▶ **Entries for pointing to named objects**

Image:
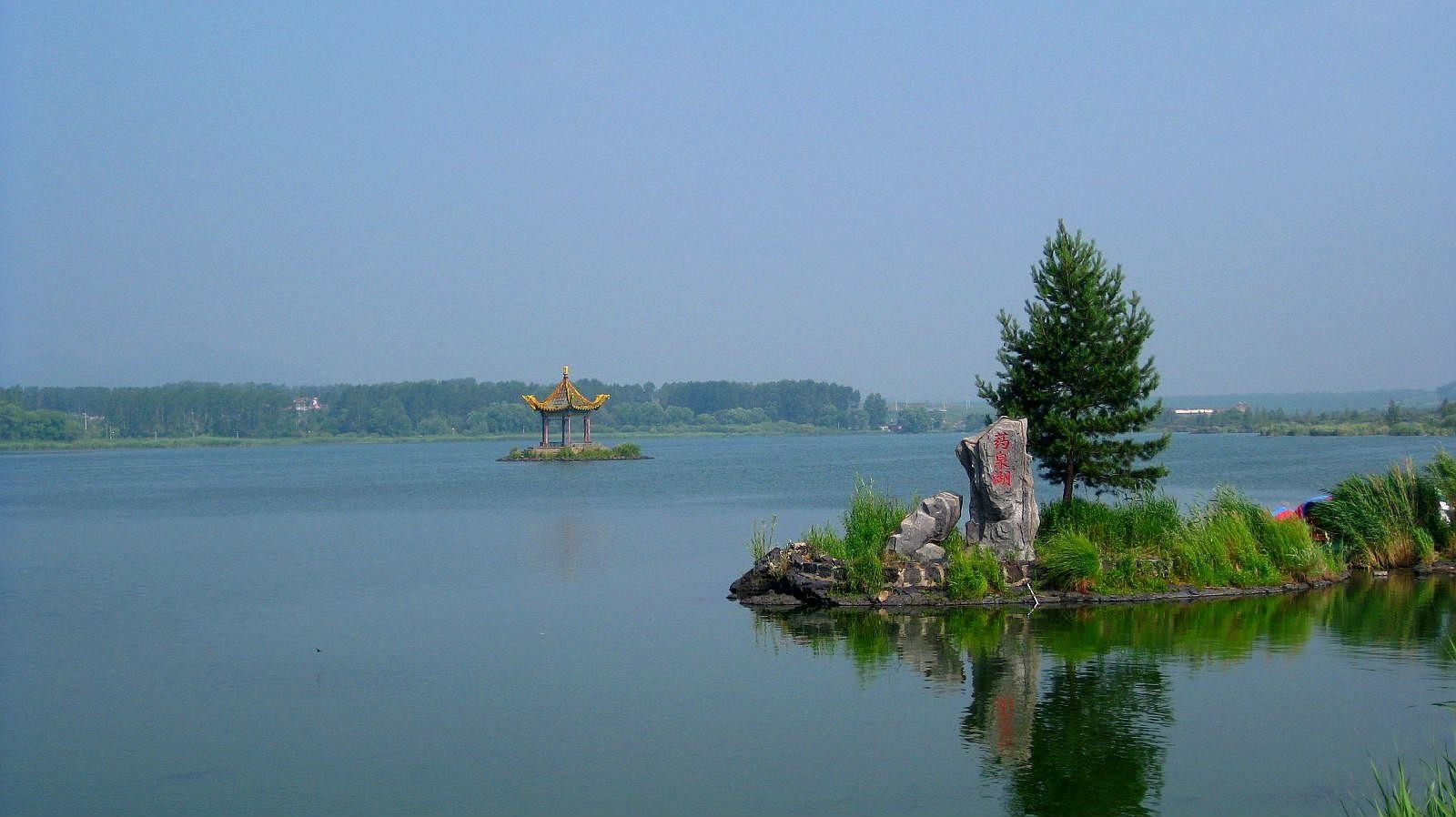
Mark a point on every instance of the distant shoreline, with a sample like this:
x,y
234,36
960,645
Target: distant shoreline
x,y
135,443
131,443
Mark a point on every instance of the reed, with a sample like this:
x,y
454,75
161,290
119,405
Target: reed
x,y
972,570
1376,516
1070,560
1397,798
868,521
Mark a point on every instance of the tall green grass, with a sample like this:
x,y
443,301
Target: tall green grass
x,y
868,521
1397,798
972,571
1390,519
1148,545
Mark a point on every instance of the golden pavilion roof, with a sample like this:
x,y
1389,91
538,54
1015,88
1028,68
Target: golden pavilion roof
x,y
565,398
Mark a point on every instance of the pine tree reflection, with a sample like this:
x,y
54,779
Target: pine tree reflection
x,y
1070,707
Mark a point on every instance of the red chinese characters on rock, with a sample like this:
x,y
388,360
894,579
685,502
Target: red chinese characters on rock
x,y
1001,467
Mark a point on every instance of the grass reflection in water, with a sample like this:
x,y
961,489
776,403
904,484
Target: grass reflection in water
x,y
1072,707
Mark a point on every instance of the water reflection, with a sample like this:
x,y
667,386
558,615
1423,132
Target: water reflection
x,y
1072,708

▶ **What is being asked**
Turn all of the material above into a Markdown table with the columns "Row" and "Line": number each line and skip any blank lines. Leave the pictures out of the table.

▶ **Response to this exercise**
| Row | Line |
|---|---|
| 1 | Image: |
| 2 | Mark a point on every instance of the distant shoreline, with a sample like this: |
| 3 | x,y |
| 4 | 234,36 |
| 5 | 960,645 |
| 6 | Target: distant shoreline |
| 7 | x,y |
| 8 | 135,443 |
| 9 | 131,443 |
| 10 | Mark a point on every instance of the reed, with a sample like this: |
| 11 | x,y |
| 12 | 454,75 |
| 13 | 161,290 |
| 14 | 119,405 |
| 15 | Target: reed |
| 16 | x,y |
| 17 | 972,570 |
| 18 | 1376,516 |
| 19 | 1070,560 |
| 20 | 1397,798 |
| 21 | 868,521 |
| 22 | Mark a point on every instance of the tall green grass, with a sample like this: |
| 23 | x,y |
| 24 | 443,301 |
| 25 | Target: tall green grass |
| 26 | x,y |
| 27 | 868,521 |
| 28 | 1397,798 |
| 29 | 972,571 |
| 30 | 1390,519 |
| 31 | 1148,545 |
| 32 | Mark a point on every instance of the golden pavilion roof, with a sample like this: |
| 33 | x,y |
| 34 | 1389,91 |
| 35 | 538,54 |
| 36 | 1015,88 |
| 37 | 1028,68 |
| 38 | Target: golden pavilion roof |
| 39 | x,y |
| 40 | 565,398 |
| 41 | Mark a point on every instance of the pine tree reflection, with a sample like this: |
| 42 | x,y |
| 43 | 54,779 |
| 44 | Target: pine tree reflection |
| 45 | x,y |
| 46 | 1070,707 |
| 47 | Mark a point on every instance of the red chinese characters on rock, with a sample like this: |
| 48 | x,y |
| 49 | 388,360 |
| 50 | 894,579 |
| 51 | 685,502 |
| 52 | Target: red chinese characters on rock |
| 53 | x,y |
| 54 | 1001,467 |
| 55 | Mark a point on every instance of the grass reflection in water, with a sample like this: |
| 56 | x,y |
| 57 | 961,489 |
| 58 | 776,403 |
| 59 | 904,484 |
| 60 | Target: grass reflection in water |
| 61 | x,y |
| 62 | 1072,707 |
| 63 | Mark a point on every instance of the water reflection, with a sample like this: |
| 64 | x,y |
| 65 | 667,386 |
| 66 | 558,615 |
| 67 | 1423,132 |
| 68 | Target: water reflection |
| 69 | x,y |
| 70 | 1072,708 |